▸ **Exercises**:
**A.** In the essay on elites, what are the two ways to understand "elite" as a concept?
**B.** Please list every way the essay on elites says Christ was mistreated.

▸ **Document segment**:
*****

Of Scyld's great son in the lands of the Danemen.
So the carle that is young, by kindnesses rendered
The friends of his father, with fees in abundance
Must be able to earn that when age approacheth
Eager companions aid him requitingly,
When war assaults him serve him as liegemen:
By praise-worthy actions must honor be got
'Mong all of the races.
What is an elite? What makes one superior? One of the defining characteristics of rightist political philosophy is the notion of hierarchy and the premise that a rightly-ordered society is one where the right people sit at the top. Recent events have brought this question into sharp focus, as the American presidential election has proven not merely to be a change of leader, but a change in leadership. To wit, a new order is set to come into being, and the character it will adopt will set the course of American society- among other places- for decades to come.
There are two ways to understand ‘elite’ as a concept- objective and comparative. One is objectively elite to the degree one brings one very self into spiritual alignment with the good and beautiful. Such is spiritual eliteness, which exists irrespective of the situation in which said elite finds himself. Christ, the very essence of this, was the Son of God even as He was mocked and beaten and spat upon by the scum of the earth. A monk in the desert, or even a waitress going about her duties with eyes toward Heaven and love for her fellow men can achieve this, a light burden on a narrow path for which many are called, but few are chosen.

*****

(Excerpts from a detection dataset)
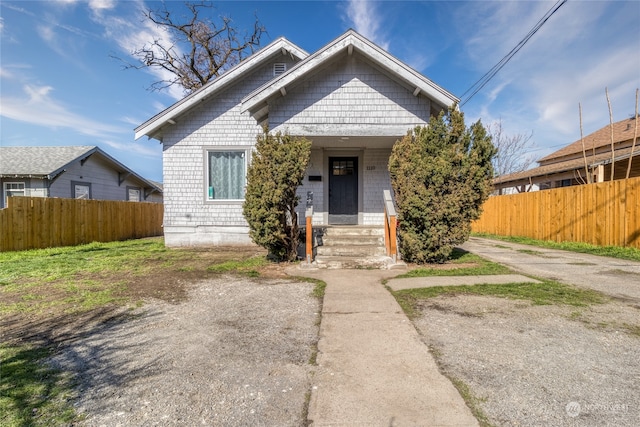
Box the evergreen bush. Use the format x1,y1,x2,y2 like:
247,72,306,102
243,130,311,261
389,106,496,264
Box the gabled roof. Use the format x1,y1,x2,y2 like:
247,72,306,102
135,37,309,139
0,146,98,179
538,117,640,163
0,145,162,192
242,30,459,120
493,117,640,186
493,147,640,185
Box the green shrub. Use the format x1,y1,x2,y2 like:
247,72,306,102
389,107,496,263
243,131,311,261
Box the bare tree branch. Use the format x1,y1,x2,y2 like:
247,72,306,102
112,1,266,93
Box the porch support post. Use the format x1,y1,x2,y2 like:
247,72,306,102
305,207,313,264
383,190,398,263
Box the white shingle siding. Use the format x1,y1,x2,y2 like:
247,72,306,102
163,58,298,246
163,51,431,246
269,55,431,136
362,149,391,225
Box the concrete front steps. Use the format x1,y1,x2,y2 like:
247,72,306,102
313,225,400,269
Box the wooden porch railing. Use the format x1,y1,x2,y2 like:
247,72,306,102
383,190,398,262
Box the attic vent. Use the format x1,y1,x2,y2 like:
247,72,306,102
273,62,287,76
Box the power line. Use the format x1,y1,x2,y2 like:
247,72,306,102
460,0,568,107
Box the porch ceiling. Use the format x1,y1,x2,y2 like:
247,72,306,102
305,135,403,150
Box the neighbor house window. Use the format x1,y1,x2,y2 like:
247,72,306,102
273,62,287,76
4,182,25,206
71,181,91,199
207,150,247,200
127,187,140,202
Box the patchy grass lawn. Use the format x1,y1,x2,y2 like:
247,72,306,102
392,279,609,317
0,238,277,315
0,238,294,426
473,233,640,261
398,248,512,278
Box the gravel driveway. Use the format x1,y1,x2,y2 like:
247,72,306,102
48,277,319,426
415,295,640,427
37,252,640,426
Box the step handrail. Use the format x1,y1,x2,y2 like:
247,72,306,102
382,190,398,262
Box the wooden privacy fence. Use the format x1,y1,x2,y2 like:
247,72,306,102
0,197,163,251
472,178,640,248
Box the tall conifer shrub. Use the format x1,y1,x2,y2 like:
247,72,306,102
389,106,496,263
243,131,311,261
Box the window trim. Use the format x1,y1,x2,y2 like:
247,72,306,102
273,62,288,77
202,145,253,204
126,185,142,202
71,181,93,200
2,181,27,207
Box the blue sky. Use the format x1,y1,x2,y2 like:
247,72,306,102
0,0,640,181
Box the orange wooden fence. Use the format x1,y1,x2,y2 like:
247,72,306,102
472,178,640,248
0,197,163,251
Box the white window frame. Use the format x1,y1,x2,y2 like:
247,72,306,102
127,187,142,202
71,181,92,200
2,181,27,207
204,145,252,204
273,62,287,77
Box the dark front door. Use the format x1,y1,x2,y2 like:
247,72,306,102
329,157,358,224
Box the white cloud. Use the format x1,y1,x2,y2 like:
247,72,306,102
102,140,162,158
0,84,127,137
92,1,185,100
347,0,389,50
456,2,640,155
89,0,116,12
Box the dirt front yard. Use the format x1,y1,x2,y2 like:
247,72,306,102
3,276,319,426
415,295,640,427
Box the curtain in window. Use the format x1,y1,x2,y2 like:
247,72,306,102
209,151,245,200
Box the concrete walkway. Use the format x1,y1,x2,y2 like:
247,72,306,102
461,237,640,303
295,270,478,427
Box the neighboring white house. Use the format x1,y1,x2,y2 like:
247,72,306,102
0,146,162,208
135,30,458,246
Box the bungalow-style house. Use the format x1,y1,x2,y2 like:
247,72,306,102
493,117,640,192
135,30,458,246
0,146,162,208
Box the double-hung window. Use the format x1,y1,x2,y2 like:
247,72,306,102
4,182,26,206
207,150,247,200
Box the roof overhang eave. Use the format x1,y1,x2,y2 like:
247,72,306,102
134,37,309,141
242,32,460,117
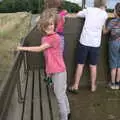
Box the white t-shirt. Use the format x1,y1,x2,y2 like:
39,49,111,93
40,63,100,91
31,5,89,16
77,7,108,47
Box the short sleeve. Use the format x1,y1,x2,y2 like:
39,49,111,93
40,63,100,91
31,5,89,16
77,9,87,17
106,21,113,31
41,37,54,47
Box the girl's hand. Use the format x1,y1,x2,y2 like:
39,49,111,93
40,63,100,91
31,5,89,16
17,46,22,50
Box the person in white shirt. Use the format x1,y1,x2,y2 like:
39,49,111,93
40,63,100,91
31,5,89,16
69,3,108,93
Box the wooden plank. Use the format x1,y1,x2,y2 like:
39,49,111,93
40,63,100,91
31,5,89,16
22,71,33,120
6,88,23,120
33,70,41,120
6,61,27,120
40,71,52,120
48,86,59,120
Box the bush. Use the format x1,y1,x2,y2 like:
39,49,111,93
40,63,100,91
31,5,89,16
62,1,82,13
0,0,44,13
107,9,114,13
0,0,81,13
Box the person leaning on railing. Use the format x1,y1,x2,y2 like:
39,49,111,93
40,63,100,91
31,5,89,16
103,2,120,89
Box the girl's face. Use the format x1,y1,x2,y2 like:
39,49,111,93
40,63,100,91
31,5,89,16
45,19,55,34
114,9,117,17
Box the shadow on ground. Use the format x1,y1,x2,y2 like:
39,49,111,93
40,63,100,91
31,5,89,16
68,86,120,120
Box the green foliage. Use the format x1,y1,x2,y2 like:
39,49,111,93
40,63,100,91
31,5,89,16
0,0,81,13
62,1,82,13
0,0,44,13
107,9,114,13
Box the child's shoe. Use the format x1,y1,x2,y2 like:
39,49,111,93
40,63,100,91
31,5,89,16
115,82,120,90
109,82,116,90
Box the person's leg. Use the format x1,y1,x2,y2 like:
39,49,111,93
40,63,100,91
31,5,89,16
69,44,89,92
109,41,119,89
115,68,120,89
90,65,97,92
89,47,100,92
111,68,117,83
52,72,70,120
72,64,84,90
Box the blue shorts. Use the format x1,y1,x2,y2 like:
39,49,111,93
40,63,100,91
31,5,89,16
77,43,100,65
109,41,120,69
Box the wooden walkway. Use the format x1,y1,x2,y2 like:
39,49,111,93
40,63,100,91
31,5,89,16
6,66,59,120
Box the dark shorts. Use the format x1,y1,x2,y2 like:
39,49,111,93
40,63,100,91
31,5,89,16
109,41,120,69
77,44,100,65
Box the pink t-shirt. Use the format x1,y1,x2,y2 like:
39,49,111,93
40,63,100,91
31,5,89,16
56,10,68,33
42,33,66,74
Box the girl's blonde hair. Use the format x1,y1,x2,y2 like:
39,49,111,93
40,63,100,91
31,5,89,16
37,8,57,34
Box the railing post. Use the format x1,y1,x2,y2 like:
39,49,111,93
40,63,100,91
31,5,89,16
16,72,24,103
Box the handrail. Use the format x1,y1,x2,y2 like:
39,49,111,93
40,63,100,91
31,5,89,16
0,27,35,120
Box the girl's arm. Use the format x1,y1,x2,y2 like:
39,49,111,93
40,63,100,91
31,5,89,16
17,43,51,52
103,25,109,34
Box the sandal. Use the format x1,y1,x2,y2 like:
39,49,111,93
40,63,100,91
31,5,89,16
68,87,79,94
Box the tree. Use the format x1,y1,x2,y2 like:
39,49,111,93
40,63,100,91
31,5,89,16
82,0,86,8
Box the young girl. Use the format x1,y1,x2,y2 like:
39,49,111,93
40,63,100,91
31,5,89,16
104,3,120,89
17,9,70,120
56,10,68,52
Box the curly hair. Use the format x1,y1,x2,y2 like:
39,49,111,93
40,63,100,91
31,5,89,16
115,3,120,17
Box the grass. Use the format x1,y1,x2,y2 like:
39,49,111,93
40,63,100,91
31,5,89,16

*****

▸ **Solutions per task**:
**A.** Objective and comparative.

**B.** He was mocked, beaten, and spat upon.